- Excerpt provided
# # # # # # #

Gyms, fitness centers, pools reopen | Lifestyles

Gyms, fitness centers, pools reopen | Lifestyles

 Area gyms, fitness centers and pools were allowed to reopen Wednesday, Sept. 9. This comes after Gov. Gretchen Whitmer signed Executive Order 2020-176 on Thursday, Sept. 3.

 In addition to gyms being allowed to open their doors, organized sports were allowed to resume.

 Whitmer also signed an executive order that outlines strict workplace safety measures that gyms and pools must follow to protect people from the spread of COVID-19.

 Gyms must require wearing of masks at all times, including times of exercise, configure workout stations or implement protocols to enable 6 feet of distance between individuals during exercise sessions, reduce class sizes to enable at least 6 feet of separation between individuals, provide equipment-cleaning products throughout the gym, and more.  

 Planet Fitness on Owen Road in Fenton reopened Wednesday. Employees at the Fenton location have worked hard to welcome guests back and to provide a clean, sanitary and judgment free workout members expect, according to the gym’s Facebook page. Because of the local requirements, they are only able to accommodate 138 members at a time and masks are required for members and guests at all times.

 Members who paid dues in March, when the governor shut the state down, will have those dues credited toward their first monthly bill.

 Coreena Storms of Fenton said her gym, Libratum Strength & Conditioning, is an “awesome gym with amazing coaches.”

# # # # # # #

- Stored data
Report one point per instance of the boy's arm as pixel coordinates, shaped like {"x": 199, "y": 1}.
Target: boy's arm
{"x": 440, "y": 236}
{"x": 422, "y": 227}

# # # # # # #

- Set of tasks
A. Answer these questions from the article on gyms reopening:
(i) On what day and date were gyms, fitness centers and pools allowed to reopen?
(ii) How many members can the Planet Fitness in Fenton accommodate at a time?
(iii) What will happen to the dues members paid in March?
B. Please write out the part of the article on gyms reopening starting at "Area gyms, fitness" and ending at "spread of COVID-19.".
The lines above are separate material, unrelated to the article on gyms reopening.

- Answers by item number
A.
(i) Wednesday, Sept. 9.
(ii) 138 members.
(iii) They will be credited toward the members' first monthly bill.

B.
Area gyms, fitness centers and pools were allowed to reopen Wednesday, Sept. 9. This comes after Gov. Gretchen Whitmer signed Executive Order 2020-176 on Thursday, Sept. 3.

 In addition to gyms being allowed to open their doors, organized sports were allowed to resume.

 Whitmer also signed an executive order that outlines strict workplace safety measures that gyms and pools must follow to protect people from the spread of COVID-19.